## Material provided
------------------------------------------------
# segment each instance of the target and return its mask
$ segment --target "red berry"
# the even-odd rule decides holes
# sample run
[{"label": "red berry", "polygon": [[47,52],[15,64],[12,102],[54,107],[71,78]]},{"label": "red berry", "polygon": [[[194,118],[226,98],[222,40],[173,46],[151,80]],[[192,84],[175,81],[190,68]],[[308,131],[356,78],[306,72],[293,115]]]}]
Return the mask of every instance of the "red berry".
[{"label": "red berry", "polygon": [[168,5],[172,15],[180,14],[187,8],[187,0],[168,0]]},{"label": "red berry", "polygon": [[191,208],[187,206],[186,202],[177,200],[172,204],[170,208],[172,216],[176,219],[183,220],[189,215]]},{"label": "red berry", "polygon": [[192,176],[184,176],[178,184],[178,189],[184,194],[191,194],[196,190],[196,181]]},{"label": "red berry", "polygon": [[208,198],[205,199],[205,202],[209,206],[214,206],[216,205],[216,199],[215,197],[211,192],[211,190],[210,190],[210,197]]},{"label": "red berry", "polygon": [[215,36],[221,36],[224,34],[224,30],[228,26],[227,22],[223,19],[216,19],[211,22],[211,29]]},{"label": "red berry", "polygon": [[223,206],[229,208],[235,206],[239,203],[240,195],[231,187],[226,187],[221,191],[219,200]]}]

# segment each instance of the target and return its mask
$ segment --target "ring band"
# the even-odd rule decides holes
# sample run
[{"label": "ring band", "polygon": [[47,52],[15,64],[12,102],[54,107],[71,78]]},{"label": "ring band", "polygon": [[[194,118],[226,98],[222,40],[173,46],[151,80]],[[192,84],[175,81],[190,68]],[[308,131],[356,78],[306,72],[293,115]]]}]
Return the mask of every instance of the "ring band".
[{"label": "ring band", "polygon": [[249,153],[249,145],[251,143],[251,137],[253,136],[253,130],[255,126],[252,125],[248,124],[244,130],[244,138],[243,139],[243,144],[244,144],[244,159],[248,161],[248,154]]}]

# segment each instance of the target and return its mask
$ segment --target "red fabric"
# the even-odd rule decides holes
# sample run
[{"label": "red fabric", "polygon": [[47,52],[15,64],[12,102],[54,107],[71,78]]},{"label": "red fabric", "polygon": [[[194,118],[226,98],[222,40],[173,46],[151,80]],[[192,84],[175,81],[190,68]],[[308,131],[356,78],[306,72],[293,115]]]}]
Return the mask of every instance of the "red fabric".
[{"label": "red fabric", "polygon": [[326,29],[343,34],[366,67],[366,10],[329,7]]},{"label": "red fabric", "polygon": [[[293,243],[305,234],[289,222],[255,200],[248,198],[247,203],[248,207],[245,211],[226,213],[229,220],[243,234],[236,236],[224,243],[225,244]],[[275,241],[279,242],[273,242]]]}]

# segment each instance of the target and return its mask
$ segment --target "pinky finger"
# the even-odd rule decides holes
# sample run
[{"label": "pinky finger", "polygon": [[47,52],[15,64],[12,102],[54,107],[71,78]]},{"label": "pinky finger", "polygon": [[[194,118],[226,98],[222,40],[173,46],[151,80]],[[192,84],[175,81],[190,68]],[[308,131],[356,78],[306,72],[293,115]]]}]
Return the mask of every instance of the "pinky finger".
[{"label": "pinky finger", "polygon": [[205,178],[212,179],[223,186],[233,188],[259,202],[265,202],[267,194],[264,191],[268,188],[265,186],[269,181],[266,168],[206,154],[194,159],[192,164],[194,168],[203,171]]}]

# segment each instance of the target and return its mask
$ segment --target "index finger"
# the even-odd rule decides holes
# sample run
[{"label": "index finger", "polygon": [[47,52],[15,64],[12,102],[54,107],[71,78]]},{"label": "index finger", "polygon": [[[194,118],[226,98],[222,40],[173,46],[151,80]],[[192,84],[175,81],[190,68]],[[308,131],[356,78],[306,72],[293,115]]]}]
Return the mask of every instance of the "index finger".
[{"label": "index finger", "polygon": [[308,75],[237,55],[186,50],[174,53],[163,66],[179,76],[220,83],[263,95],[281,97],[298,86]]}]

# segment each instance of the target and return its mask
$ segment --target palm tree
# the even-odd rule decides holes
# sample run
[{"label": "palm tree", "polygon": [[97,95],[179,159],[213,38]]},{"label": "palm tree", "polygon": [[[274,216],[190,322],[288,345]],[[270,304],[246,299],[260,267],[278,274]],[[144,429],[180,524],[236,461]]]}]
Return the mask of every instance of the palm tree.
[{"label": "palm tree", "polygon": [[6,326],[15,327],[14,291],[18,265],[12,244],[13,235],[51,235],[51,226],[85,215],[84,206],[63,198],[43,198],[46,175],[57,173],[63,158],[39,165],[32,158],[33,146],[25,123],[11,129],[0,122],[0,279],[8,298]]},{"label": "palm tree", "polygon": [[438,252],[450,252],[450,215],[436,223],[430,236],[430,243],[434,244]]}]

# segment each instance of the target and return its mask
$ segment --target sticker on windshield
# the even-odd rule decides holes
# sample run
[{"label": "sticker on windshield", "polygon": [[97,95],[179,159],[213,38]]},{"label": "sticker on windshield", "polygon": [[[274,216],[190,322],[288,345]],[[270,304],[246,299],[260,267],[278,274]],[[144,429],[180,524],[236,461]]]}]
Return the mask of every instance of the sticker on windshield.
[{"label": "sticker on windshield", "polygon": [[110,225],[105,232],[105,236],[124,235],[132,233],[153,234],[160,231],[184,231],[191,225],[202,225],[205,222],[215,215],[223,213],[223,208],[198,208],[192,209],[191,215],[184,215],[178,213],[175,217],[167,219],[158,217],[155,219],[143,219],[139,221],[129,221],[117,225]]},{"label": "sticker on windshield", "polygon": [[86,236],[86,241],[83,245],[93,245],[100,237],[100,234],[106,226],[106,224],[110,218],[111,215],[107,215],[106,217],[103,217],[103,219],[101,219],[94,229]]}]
------------------------------------------------
Collect every line above that contains the string "berry", treating uppercase and lowercase letters as distinct.

$ segment --target "red berry"
[{"label": "red berry", "polygon": [[47,52],[15,64],[12,102],[54,107],[71,78]]},{"label": "red berry", "polygon": [[[194,118],[226,98],[222,40],[173,46],[151,80]],[[192,84],[175,81],[190,68]],[[308,131],[356,78],[306,72],[293,115]]]}]
Return the mask of every instance of the "red berry".
[{"label": "red berry", "polygon": [[168,5],[172,15],[180,14],[187,8],[187,0],[168,0]]},{"label": "red berry", "polygon": [[191,208],[187,206],[186,202],[177,200],[172,204],[170,208],[172,216],[176,219],[183,220],[189,215]]},{"label": "red berry", "polygon": [[192,176],[184,176],[178,184],[178,189],[184,194],[191,194],[196,190],[196,181]]},{"label": "red berry", "polygon": [[208,198],[205,199],[205,202],[209,206],[214,206],[216,205],[216,199],[215,197],[211,192],[211,190],[210,190],[210,197]]},{"label": "red berry", "polygon": [[215,36],[221,36],[224,34],[224,30],[228,26],[227,22],[223,19],[216,19],[211,22],[211,29]]},{"label": "red berry", "polygon": [[223,206],[229,208],[235,206],[239,203],[240,195],[231,187],[226,187],[221,191],[219,200]]}]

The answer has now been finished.